§ **Point-per-instance localization data**:
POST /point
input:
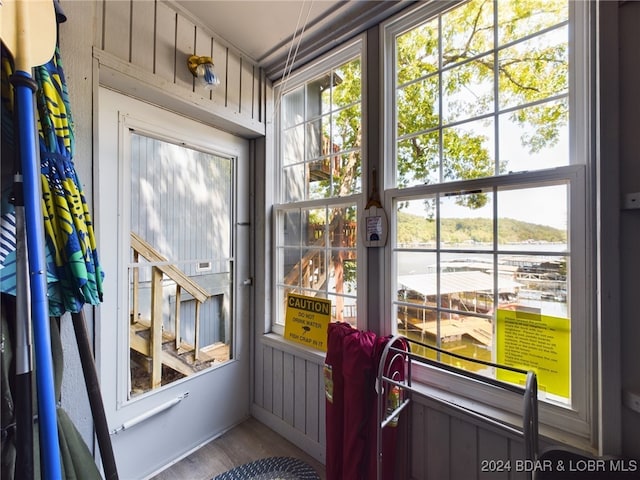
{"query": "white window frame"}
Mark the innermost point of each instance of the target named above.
(346, 52)
(575, 425)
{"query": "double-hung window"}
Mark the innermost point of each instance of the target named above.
(319, 145)
(487, 169)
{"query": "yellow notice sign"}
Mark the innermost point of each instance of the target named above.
(307, 321)
(530, 341)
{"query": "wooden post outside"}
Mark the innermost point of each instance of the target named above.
(177, 313)
(155, 338)
(135, 301)
(196, 351)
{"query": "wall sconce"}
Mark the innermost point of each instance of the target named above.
(202, 68)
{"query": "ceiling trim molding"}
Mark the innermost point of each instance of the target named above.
(356, 19)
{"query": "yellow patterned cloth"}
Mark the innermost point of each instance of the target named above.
(73, 269)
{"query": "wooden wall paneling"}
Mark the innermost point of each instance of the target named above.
(203, 47)
(185, 46)
(289, 401)
(278, 382)
(464, 449)
(299, 394)
(246, 106)
(219, 56)
(165, 41)
(267, 368)
(437, 443)
(233, 82)
(417, 445)
(116, 25)
(143, 16)
(312, 427)
(493, 448)
(517, 452)
(322, 408)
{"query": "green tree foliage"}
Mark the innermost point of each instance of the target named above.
(447, 70)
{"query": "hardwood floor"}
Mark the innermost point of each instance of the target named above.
(247, 442)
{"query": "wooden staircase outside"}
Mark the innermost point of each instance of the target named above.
(147, 337)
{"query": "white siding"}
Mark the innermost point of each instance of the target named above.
(155, 38)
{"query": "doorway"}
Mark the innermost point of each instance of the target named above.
(173, 330)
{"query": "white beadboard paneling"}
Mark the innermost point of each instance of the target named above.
(417, 440)
(437, 442)
(464, 449)
(233, 82)
(299, 394)
(289, 403)
(143, 15)
(116, 28)
(219, 56)
(267, 369)
(203, 47)
(312, 394)
(278, 382)
(492, 447)
(165, 41)
(185, 46)
(246, 89)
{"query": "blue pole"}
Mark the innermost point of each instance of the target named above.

§ **EXERCISE**:
Write out each entry exactly; any pictures stay out of the copy.

§ **TASK RESPONSE**:
POST /point
input:
{"query": "white window frame"}
Mark the innermost point of each instance of the target named above.
(346, 52)
(575, 425)
{"query": "double-hung window"}
Mark the innermost point of each instance of the target named above.
(319, 145)
(487, 169)
{"query": "yellow notice sign"}
Mark the innermost point of each instance of the target named above.
(307, 321)
(530, 341)
{"query": "wooden post outside"}
Mark the innermost point of each instance of the target named above.
(177, 313)
(155, 338)
(135, 301)
(196, 351)
{"query": "wall sconce"}
Mark the innermost point of each instance of the target named above.
(202, 68)
{"query": "ceiling trim molding"}
Mark the innermost point of each instance of the target named above.
(356, 19)
{"query": "yellow patterned cloth"}
Mark the innermost point of each instance of the target named above.
(73, 269)
{"query": "wooden wall paneling"}
Mark the innermost point of each instance of the target named above.
(203, 47)
(185, 46)
(289, 401)
(278, 382)
(464, 449)
(299, 394)
(246, 106)
(219, 56)
(165, 41)
(267, 368)
(437, 443)
(233, 82)
(417, 445)
(116, 25)
(143, 16)
(312, 427)
(493, 448)
(517, 452)
(322, 408)
{"query": "green tree foliage"}
Mark the innermost point of each instance of the target named above.
(447, 70)
{"query": "hardwood floor"}
Mark the innermost point of each instance of the target named above.
(247, 442)
{"query": "wooden staircase outside"}
Mark the innermost point of each instance of the target named above.
(147, 337)
{"query": "white siding"}
Mark the innermost point of each instance of the target named above.
(155, 38)
{"query": "doorway"}
Mark the innermost point of each instance of the target named above.
(173, 330)
{"query": "white beadboard paneling"}
Mark the innermost point of each instance of the target named above.
(417, 440)
(437, 442)
(464, 449)
(233, 82)
(299, 394)
(289, 403)
(143, 15)
(116, 28)
(219, 56)
(267, 369)
(203, 47)
(312, 394)
(278, 382)
(492, 447)
(165, 41)
(185, 46)
(246, 89)
{"query": "blue pole"}
Mark the innermost point of each instance of the target named above.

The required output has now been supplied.